(Beginning of PAGE EXTRACT)
Bertrand Benoit of the Financial Times tries to penetrate the mystery of German Volksmusik:
Ten years ago I spent an evening with German relatives in a vast beer hall housed in a tent overlooking a snowy valley. The beer was good, but the musical accompaniment – bouncy, folksy brass- and-accordion fare played by four moustachioed men wearing lederhosen – was a violent assault on good taste. Or so I thought until I discovered that my companions were immersed in a powerful trance, tapping their feet, hugging strangers, and raising their tankards skywards every 20 seconds.
This was my first brush with Volksmusik, a melodic form whose mysteries are beyond the reach of anyone not born in Germanic culture. To the unitiated, it is the pinnacle of kitsch, bucolic nonsense put to simplistic, sickly sweet music. It is the tonal equivalent of wooden cuckoo clocks.
Like most non-Germans, he comes to the conclusion that an ability to tolerate the many forms of German Volksmusik is probably an inherited genetic predisposition that non-Germans will never be able to acquire. He interviews Volksmusik impresario Hans Beierlein, who charmingly refers to himself as a "wholesaler of entertainment," and who has interesting things to say about why Volksmusik sounds the way it does, and why certain Germans love it so.
I learned from the article that Beierlein rescued the career of one of my personal favorites, Heino, "who, because of his strange albino looks and persistent (but incorrect) rumours about his reputedly right-wing leanings, had suffered from a near universal media boycott."
(End of PAGE EXTRACT)
> **TO DO**
List every person mentioned by name in the text about German Volksmusik.
(Beginning of GIVEN INFORMATION)
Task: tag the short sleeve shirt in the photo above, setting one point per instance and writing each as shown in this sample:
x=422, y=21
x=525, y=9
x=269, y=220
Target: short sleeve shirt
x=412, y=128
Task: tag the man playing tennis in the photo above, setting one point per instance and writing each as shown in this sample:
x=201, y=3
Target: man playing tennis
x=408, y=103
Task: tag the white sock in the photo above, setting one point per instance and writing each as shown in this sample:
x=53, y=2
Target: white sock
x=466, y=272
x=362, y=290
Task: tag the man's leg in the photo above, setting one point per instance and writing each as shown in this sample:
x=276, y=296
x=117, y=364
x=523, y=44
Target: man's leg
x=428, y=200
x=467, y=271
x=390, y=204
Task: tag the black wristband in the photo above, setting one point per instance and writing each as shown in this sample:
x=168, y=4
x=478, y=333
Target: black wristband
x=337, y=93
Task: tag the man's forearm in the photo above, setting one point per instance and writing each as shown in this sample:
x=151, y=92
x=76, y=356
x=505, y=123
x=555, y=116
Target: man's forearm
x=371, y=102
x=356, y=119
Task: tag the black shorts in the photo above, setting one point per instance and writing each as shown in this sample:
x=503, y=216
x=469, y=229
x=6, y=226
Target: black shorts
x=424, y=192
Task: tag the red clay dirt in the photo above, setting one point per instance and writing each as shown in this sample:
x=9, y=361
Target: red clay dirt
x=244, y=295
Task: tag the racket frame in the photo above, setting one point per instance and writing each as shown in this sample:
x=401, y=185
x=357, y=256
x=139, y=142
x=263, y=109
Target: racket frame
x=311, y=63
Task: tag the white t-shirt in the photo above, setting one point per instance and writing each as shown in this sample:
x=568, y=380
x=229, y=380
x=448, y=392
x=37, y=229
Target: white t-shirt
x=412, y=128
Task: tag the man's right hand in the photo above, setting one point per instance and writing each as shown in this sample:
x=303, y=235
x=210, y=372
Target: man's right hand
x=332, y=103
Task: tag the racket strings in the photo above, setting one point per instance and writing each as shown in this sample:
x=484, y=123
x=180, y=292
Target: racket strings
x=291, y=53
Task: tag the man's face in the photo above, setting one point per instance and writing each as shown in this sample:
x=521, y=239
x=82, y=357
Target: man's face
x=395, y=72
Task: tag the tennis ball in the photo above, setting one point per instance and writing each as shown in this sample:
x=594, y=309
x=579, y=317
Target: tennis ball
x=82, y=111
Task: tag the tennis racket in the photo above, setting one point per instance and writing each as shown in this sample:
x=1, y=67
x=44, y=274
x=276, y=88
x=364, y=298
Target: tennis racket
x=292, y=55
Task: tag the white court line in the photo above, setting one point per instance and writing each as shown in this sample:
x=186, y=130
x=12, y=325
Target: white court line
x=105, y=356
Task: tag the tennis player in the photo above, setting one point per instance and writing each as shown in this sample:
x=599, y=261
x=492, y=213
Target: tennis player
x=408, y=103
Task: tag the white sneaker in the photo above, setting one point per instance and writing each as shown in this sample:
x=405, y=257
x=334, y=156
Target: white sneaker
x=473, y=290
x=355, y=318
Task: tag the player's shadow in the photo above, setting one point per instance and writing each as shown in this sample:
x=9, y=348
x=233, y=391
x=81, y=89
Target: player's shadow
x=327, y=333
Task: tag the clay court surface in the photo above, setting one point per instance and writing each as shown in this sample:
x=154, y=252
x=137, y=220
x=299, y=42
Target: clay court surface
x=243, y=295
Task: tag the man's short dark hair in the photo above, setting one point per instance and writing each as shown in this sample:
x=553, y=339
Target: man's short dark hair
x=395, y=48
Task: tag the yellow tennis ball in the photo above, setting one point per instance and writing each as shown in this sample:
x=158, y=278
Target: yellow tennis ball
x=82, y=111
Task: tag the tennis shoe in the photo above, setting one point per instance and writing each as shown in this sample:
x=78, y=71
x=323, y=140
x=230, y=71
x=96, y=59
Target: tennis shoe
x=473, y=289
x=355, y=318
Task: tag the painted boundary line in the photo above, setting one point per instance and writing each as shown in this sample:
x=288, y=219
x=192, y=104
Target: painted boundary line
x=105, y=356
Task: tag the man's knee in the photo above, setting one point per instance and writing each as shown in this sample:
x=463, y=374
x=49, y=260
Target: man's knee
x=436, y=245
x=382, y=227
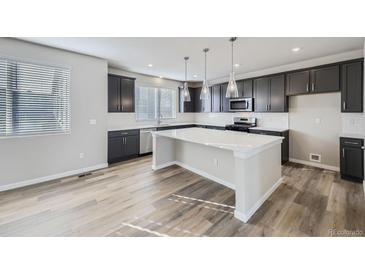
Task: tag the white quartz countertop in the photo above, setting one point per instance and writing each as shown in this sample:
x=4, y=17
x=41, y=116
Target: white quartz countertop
x=270, y=129
x=230, y=140
x=160, y=125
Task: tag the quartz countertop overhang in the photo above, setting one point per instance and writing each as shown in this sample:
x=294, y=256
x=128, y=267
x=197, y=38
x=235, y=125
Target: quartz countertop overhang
x=229, y=140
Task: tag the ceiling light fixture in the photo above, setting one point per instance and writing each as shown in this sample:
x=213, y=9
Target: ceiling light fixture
x=232, y=91
x=204, y=94
x=185, y=87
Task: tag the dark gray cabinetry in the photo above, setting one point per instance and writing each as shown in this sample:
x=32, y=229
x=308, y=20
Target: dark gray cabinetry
x=122, y=145
x=202, y=105
x=297, y=82
x=284, y=144
x=224, y=99
x=270, y=94
x=352, y=159
x=120, y=93
x=216, y=98
x=316, y=80
x=352, y=87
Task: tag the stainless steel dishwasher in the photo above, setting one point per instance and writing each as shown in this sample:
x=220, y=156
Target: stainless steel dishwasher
x=145, y=140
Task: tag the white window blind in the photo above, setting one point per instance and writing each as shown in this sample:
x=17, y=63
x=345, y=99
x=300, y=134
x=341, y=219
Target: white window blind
x=152, y=103
x=34, y=99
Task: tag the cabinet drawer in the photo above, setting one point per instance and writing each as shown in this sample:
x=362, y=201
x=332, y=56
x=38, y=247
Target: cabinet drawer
(End of GIVEN INFORMATION)
> **REPLY**
Bertrand Benoit, Hans Beierlein, Heino